GIVEN PROBLEM 1 ::
Answer these questions from the Julian Date text.
(a) What Julian Date is given for 01 October 2009?
(b) By up to how many minutes can an event in a distant star system appear to be timed differently?
(c) How many days of light travel time does T stand for?
GIVEN PROBLEM 2 :: Rewrite the Julian Date text from the words "An easy way" through "April 1981, 311-313.", swapping "October" for "November".

PAGE EXCERPT ::

An easy way to determine the Julian Date day is to reference to a recent day that you know the Julian Date for. For example 01 October 2009 is Julian Date 2,455,105. Then 10 October 2009 would just need 9 days added (2,455,114). The part of the day is referenced to 12:00 UT.

For additional information about Julian Date refer to the following:

Reese, R.L., Everett, S.M., and Craun, E.D., THE ORIGIN OF THE JULIAN PERIOD: AN APPLICATION OF CONGRUENCES AND THE CHINESE REMAINDER THEOREM, Am J. Phys. 49 (7), July 1981, 658-661.

Moyer, G., THE ORIGIN OF THE JULIAN DAY SYSTEM, SKY and TELESCOPE, April 1981, 311-313.

Heliocentric Julian Date (HJD)

Because an event in a distant star system can appear to be timed differently (up to 16 minutes - time for light to travel across the Earth's orbit around the Sun), a time based on the center of the Sun is desired. For astronomical photoelectric photometry the use of Heliocentric Julian Date allows precise timing information. Heliocentric Julian Date (HJD) is the Julian Date referenced to the center of the Sun and can be found using the following equations:

HJD = JD (Geo) + Hel Corr

The Hel Corr (Heliocentric Correction) can be determined by:

Hel Corr = T * R * (COS (L) * COS (A) * COS (D)) + T * R * (SIN (L) * (SIN (E) * SIN (D) + COS (E) * COS (D) * SIN (A)))

Where:

T = Light travel time for one astronomical unit (499 seconds or 0.0057755 days)

DATASET SECTION ::
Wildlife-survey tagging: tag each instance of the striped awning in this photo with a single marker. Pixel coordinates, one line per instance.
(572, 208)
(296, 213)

FULL ANSWER 1 ::
(a) 2,455,105
(b) Up to 16 minutes
(c) 0.0057755 days

FULL ANSWER 2 ::
An easy way to determine the Julian Date day is to reference to a recent day that you know the Julian Date for. For example 01 November 2009 is Julian Date 2,455,105. Then 10 November 2009 would just need 9 days added (2,455,114). The part of the day is referenced to 12:00 UT.

For additional information about Julian Date refer to the following:

Reese, R.L., Everett, S.M., and Craun, E.D., THE ORIGIN OF THE JULIAN PERIOD: AN APPLICATION OF CONGRUENCES AND THE CHINESE REMAINDER THEOREM, Am J. Phys. 49 (7), July 1981, 658-661.

Moyer, G., THE ORIGIN OF THE JULIAN DAY SYSTEM, SKY and TELESCOPE, April 1981, 311-313.